• Work order: Everything from the line that contains "In this exercise you will locate the stone" to the final line of the data, both ends included, must be set down exactly, apart from the pictures.

• Source records:

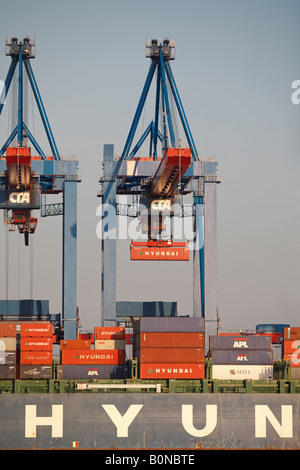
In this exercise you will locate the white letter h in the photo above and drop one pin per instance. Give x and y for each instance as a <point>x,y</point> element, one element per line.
<point>32,421</point>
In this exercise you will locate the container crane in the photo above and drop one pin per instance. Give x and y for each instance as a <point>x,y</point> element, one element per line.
<point>157,181</point>
<point>27,179</point>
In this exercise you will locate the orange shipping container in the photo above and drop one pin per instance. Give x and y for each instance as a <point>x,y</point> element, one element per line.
<point>8,329</point>
<point>169,340</point>
<point>36,357</point>
<point>36,344</point>
<point>107,332</point>
<point>291,346</point>
<point>160,253</point>
<point>75,344</point>
<point>172,371</point>
<point>82,356</point>
<point>170,355</point>
<point>291,333</point>
<point>36,329</point>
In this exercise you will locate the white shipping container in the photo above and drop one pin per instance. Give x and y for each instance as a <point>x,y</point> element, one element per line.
<point>236,372</point>
<point>110,344</point>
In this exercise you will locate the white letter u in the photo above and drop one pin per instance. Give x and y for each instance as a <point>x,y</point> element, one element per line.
<point>211,420</point>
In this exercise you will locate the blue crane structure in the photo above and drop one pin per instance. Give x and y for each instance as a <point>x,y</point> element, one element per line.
<point>26,180</point>
<point>155,180</point>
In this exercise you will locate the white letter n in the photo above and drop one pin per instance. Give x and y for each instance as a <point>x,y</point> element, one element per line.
<point>262,412</point>
<point>32,421</point>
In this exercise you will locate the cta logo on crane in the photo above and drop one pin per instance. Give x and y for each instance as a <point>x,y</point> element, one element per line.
<point>20,197</point>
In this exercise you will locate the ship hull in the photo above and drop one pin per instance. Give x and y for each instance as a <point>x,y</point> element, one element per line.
<point>149,421</point>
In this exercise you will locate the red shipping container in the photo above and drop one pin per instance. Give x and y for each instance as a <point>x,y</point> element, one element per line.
<point>170,355</point>
<point>36,329</point>
<point>36,344</point>
<point>107,332</point>
<point>160,253</point>
<point>289,347</point>
<point>36,357</point>
<point>8,329</point>
<point>291,333</point>
<point>101,356</point>
<point>292,352</point>
<point>75,344</point>
<point>172,371</point>
<point>170,340</point>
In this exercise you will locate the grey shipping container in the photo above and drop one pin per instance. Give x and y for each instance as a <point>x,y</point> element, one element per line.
<point>146,309</point>
<point>240,342</point>
<point>8,357</point>
<point>227,356</point>
<point>24,309</point>
<point>168,324</point>
<point>7,372</point>
<point>2,357</point>
<point>97,371</point>
<point>35,372</point>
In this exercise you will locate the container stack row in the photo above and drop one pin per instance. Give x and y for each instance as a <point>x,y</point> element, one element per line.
<point>169,347</point>
<point>8,350</point>
<point>106,361</point>
<point>241,357</point>
<point>291,350</point>
<point>36,350</point>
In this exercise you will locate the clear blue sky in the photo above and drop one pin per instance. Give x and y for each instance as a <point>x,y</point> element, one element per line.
<point>235,63</point>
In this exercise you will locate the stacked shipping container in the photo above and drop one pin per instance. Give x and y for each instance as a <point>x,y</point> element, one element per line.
<point>291,350</point>
<point>241,357</point>
<point>8,350</point>
<point>36,350</point>
<point>106,360</point>
<point>169,347</point>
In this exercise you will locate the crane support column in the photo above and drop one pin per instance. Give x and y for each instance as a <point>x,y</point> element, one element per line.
<point>198,259</point>
<point>69,258</point>
<point>210,259</point>
<point>108,237</point>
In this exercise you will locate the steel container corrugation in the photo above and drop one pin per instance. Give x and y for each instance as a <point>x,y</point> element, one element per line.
<point>172,371</point>
<point>240,342</point>
<point>255,356</point>
<point>147,309</point>
<point>8,329</point>
<point>170,355</point>
<point>291,333</point>
<point>295,373</point>
<point>96,371</point>
<point>271,328</point>
<point>36,344</point>
<point>8,358</point>
<point>8,343</point>
<point>291,346</point>
<point>7,372</point>
<point>36,357</point>
<point>110,344</point>
<point>106,332</point>
<point>2,357</point>
<point>169,340</point>
<point>169,324</point>
<point>35,329</point>
<point>72,357</point>
<point>36,372</point>
<point>241,372</point>
<point>75,344</point>
<point>293,357</point>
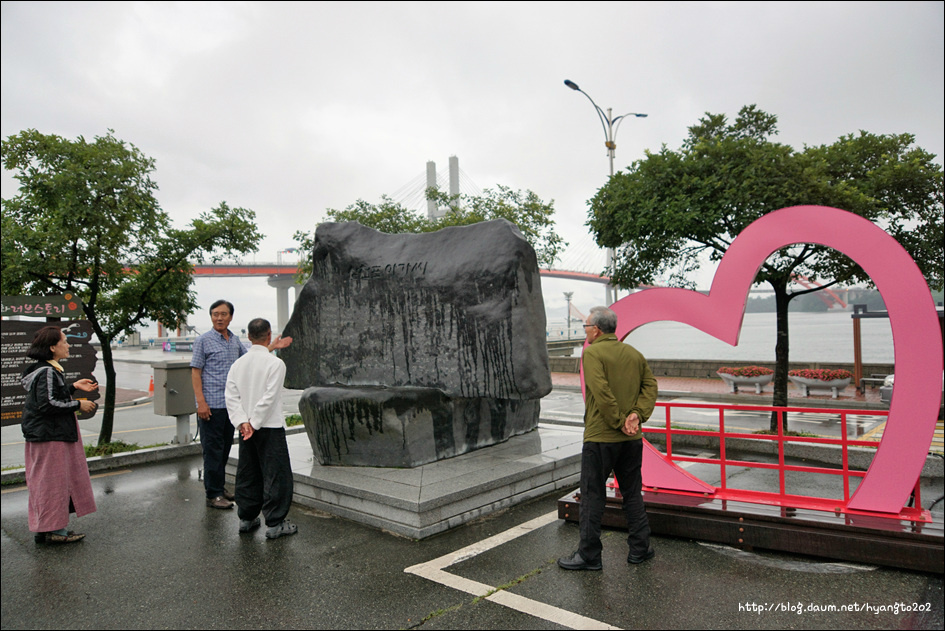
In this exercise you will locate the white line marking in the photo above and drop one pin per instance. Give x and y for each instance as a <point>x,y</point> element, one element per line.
<point>435,571</point>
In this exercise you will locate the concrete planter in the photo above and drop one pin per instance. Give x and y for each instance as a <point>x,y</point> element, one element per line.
<point>835,385</point>
<point>733,381</point>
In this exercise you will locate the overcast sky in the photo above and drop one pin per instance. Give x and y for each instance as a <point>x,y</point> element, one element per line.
<point>292,108</point>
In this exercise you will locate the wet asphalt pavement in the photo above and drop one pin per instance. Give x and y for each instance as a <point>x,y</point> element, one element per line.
<point>156,557</point>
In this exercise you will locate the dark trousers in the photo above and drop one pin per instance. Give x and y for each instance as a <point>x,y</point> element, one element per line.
<point>216,438</point>
<point>597,461</point>
<point>264,476</point>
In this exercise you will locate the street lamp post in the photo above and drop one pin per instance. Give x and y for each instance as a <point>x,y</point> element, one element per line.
<point>610,124</point>
<point>567,296</point>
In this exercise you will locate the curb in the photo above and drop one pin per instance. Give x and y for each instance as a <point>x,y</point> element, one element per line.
<point>131,458</point>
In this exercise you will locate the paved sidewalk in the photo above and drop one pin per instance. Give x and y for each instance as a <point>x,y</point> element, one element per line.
<point>156,557</point>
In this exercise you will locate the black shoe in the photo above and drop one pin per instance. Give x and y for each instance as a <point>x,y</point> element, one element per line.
<point>283,529</point>
<point>646,556</point>
<point>577,562</point>
<point>219,502</point>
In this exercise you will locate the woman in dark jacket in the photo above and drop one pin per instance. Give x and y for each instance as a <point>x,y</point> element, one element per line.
<point>57,473</point>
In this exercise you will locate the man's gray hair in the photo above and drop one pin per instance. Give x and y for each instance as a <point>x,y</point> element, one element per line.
<point>604,319</point>
<point>258,329</point>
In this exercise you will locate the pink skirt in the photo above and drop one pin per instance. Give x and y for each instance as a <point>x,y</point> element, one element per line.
<point>57,472</point>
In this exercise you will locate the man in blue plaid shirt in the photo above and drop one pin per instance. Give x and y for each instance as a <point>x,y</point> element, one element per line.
<point>214,353</point>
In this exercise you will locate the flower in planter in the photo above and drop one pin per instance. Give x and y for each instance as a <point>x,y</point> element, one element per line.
<point>746,371</point>
<point>821,374</point>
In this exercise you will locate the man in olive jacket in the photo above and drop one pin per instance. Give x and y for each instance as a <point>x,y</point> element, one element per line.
<point>620,393</point>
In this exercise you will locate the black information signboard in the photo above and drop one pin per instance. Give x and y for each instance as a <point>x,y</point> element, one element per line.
<point>65,306</point>
<point>16,337</point>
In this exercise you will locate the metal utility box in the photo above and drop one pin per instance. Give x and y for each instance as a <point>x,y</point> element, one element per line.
<point>173,388</point>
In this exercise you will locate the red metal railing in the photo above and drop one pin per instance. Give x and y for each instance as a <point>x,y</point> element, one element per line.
<point>782,497</point>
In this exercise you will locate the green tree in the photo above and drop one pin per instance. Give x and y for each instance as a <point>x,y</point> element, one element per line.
<point>86,222</point>
<point>669,209</point>
<point>523,208</point>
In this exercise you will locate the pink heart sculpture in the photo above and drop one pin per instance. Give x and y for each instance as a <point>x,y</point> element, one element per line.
<point>917,340</point>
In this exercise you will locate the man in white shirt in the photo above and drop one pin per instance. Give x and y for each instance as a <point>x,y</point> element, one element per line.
<point>254,403</point>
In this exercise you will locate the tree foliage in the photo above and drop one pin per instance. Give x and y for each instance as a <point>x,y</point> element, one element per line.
<point>86,222</point>
<point>671,208</point>
<point>523,208</point>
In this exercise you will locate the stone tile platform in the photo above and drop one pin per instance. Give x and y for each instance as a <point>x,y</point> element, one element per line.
<point>429,499</point>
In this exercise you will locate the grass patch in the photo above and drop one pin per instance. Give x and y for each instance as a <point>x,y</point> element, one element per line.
<point>512,583</point>
<point>115,447</point>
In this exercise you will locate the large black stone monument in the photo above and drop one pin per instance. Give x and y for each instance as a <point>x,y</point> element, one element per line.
<point>417,347</point>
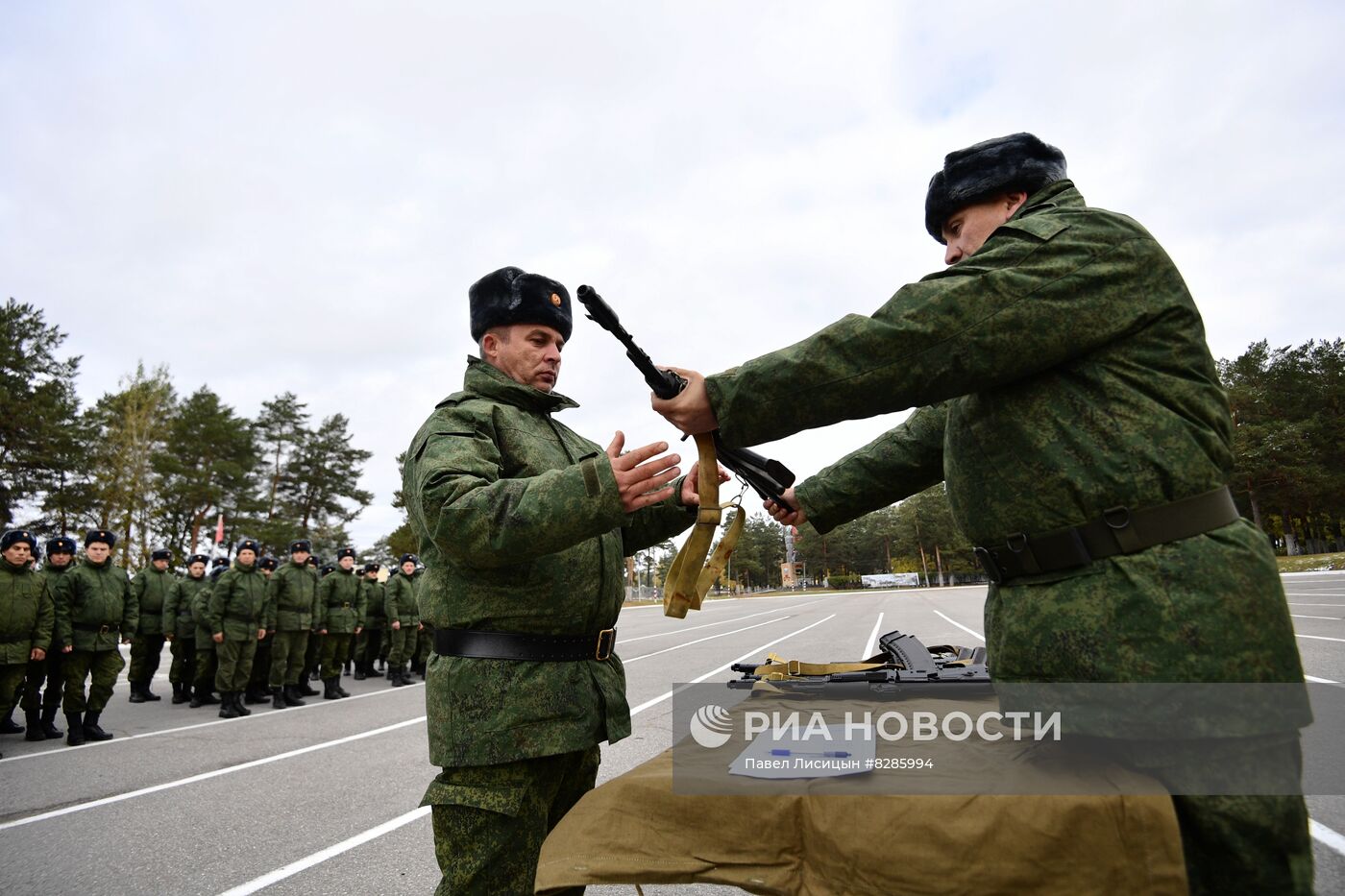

• Reply to the task:
In this exercise you will locate the stone tile platform in the photo above and drop one pin per instance. Give x and y for each instance as a <point>x,y</point> element, one element per line.
<point>429,499</point>
In this exercise you will locate the grass patch in the photo above and drop one pin per instance. Give x and y for each instance as a <point>x,y</point> element, one element per line.
<point>512,583</point>
<point>115,447</point>
In this exercise you will locate the large black stone monument in the photo above and drop one pin per instance. Give x and y for each instance as a <point>x,y</point> element, one element per line.
<point>417,347</point>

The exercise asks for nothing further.